**EXERCISE REQUIREMENTS**.
List each line below that contains the word "upperwing", copying every such line in full.

**EXERCISE MATERIALS**.
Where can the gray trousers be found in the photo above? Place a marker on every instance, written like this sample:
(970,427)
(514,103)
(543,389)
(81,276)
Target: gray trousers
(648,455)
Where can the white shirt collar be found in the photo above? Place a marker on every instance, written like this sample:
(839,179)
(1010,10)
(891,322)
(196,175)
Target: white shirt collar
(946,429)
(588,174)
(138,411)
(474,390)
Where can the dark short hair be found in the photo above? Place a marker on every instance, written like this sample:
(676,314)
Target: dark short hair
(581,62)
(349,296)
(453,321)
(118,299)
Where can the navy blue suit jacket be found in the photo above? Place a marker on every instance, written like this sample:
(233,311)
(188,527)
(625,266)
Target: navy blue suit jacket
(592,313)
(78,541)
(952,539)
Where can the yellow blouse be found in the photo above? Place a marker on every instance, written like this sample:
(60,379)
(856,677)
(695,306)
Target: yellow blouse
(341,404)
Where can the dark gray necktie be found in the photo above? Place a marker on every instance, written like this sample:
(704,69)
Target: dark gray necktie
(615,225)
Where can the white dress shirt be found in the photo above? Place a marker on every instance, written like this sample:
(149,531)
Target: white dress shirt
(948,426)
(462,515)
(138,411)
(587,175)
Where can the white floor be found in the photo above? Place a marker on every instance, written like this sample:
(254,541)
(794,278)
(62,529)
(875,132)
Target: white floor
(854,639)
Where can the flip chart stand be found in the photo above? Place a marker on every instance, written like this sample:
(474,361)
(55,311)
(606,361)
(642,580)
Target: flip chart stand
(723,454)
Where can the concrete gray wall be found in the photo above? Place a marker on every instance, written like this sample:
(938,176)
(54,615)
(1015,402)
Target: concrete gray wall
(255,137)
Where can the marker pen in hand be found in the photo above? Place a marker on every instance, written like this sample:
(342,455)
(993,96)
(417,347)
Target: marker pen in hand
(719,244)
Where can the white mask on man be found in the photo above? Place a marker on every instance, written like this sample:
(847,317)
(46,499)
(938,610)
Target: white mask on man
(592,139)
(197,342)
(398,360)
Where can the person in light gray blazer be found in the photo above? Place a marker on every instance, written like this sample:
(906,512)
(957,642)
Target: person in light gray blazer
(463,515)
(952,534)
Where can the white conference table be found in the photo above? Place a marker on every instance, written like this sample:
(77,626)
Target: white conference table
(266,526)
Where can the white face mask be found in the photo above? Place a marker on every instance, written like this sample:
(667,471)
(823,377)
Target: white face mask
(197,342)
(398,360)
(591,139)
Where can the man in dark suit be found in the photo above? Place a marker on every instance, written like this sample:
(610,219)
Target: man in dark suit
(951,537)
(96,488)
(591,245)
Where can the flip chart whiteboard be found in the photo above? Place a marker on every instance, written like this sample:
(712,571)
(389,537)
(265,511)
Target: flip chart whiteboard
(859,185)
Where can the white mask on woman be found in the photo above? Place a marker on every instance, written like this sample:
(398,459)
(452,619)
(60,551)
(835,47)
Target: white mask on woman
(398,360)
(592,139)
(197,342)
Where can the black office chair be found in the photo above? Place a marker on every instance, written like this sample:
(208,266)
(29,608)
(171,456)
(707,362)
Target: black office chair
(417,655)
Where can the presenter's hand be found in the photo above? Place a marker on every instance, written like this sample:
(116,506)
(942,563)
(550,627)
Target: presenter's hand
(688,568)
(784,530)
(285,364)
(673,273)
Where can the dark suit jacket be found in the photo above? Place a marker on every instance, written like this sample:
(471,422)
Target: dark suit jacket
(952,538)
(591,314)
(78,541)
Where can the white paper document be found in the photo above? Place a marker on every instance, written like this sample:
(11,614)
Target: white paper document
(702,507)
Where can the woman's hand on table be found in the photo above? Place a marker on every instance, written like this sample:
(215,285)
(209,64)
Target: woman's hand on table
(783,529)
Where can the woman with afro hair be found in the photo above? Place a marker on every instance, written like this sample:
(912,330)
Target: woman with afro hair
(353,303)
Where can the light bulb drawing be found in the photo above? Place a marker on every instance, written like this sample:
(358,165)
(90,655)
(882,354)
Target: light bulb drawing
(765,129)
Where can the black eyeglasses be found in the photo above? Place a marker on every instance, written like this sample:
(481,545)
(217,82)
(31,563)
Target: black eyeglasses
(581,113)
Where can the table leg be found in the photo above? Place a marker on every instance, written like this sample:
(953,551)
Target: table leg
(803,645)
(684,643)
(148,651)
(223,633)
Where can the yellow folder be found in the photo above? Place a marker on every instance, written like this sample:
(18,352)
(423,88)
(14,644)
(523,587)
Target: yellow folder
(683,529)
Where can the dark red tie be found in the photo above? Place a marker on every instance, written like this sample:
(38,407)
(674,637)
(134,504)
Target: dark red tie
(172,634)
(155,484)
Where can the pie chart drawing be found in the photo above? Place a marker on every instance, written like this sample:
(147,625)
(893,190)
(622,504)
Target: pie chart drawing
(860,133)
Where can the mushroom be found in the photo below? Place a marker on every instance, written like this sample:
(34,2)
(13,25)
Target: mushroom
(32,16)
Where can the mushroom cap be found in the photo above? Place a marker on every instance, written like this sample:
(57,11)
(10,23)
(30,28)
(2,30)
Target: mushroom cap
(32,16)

...

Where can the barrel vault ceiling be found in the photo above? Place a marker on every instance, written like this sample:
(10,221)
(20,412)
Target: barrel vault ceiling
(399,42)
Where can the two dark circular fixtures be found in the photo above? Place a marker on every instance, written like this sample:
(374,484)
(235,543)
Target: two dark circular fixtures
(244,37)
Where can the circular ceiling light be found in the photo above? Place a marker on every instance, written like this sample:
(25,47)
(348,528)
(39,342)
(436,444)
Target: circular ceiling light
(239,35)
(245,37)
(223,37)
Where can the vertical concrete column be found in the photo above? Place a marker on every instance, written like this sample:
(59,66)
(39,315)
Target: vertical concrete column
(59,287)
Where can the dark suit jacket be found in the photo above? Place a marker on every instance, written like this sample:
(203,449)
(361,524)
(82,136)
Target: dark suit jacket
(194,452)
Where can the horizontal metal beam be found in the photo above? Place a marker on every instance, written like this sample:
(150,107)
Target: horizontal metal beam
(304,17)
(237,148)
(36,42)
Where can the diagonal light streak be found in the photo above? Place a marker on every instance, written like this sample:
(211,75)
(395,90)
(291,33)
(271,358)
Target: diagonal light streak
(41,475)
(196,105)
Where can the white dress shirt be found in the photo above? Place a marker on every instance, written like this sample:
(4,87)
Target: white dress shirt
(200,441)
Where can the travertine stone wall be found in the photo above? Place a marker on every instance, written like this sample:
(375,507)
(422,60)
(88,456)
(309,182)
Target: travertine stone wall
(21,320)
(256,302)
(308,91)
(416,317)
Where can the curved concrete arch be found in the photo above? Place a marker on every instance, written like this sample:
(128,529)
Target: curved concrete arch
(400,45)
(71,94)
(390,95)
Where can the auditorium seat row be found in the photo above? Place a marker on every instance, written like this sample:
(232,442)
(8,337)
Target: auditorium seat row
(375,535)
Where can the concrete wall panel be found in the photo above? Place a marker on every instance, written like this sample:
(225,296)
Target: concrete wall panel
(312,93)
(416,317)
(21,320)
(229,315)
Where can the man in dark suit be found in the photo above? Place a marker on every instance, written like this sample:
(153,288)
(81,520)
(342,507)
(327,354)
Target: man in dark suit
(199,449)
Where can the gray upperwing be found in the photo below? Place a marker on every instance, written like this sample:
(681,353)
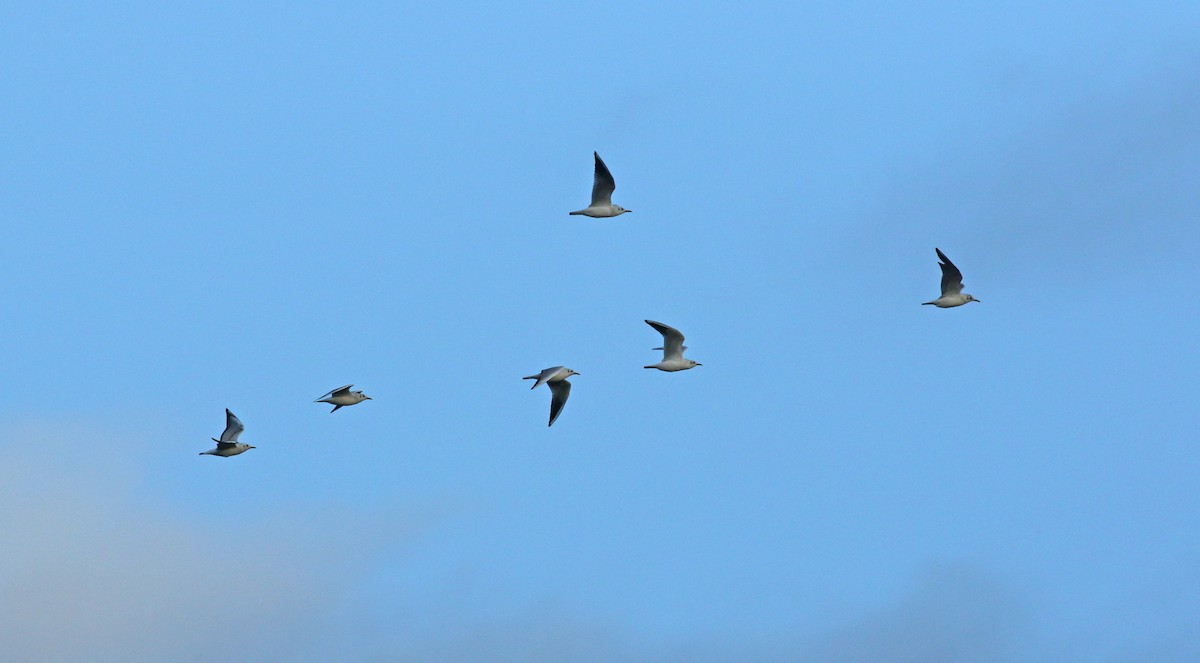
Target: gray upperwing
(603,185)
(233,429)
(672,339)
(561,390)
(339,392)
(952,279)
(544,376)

---

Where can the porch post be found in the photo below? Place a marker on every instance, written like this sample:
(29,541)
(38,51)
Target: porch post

**COMPLETE OUTPUT**.
Where can the gray upperwing be found in the photo below? Place a marker on every instance, written like this sample:
Target: gray upperwing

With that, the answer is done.